# START OF Materials provided

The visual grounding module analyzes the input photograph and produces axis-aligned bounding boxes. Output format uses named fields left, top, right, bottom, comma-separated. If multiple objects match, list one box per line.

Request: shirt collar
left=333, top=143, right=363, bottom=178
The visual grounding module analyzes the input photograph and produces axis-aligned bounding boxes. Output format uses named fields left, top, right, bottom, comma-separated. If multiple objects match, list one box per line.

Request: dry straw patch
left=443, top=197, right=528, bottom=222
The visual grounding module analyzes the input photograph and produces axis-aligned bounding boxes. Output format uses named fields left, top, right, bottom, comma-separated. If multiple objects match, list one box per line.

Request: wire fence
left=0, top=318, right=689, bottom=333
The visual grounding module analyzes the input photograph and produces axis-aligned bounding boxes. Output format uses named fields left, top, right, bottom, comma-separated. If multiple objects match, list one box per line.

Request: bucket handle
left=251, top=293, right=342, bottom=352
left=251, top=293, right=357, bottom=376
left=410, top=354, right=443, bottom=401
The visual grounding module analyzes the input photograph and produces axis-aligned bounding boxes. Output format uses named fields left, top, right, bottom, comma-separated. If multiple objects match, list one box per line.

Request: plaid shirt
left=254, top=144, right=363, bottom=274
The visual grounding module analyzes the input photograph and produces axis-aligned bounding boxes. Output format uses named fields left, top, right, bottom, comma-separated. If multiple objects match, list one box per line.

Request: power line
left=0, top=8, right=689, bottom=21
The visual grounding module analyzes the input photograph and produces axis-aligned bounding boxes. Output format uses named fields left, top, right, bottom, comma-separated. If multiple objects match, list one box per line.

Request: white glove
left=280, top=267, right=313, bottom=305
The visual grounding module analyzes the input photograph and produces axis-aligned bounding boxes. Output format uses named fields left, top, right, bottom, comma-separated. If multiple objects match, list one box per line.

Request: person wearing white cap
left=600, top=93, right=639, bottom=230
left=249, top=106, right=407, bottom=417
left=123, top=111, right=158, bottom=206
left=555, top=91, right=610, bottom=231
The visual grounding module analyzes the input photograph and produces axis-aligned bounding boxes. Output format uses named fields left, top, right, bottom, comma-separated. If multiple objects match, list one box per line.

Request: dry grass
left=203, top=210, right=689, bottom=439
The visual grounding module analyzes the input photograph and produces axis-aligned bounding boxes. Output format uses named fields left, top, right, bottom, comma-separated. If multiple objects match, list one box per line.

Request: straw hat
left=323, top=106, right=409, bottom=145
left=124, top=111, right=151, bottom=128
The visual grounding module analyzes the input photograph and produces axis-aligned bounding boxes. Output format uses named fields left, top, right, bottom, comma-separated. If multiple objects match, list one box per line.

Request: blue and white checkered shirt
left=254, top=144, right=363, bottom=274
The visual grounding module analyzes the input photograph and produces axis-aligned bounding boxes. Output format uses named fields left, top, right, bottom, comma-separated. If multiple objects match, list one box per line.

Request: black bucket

# END OF Materials provided

# Problem requirements
Can you put the rows, starting at the first line and ending after the line that contains "left=443, top=197, right=528, bottom=222", into a numbered list with the blank lines left out?

# Expected answer
1. The visual grounding module analyzes the input photograph and produces axis-aligned bounding boxes. Output format uses named fields left, top, right, bottom, comma-separated. If multiple objects match, list one box per line.
2. Request: shirt collar
3. left=333, top=143, right=363, bottom=178
4. The visual grounding module analyzes the input photograph and produces axis-aligned bounding boxes. Output format uses named fields left, top, right, bottom, comma-separated. If multiple objects match, list one box per line.
5. Request: dry straw patch
6. left=443, top=197, right=528, bottom=222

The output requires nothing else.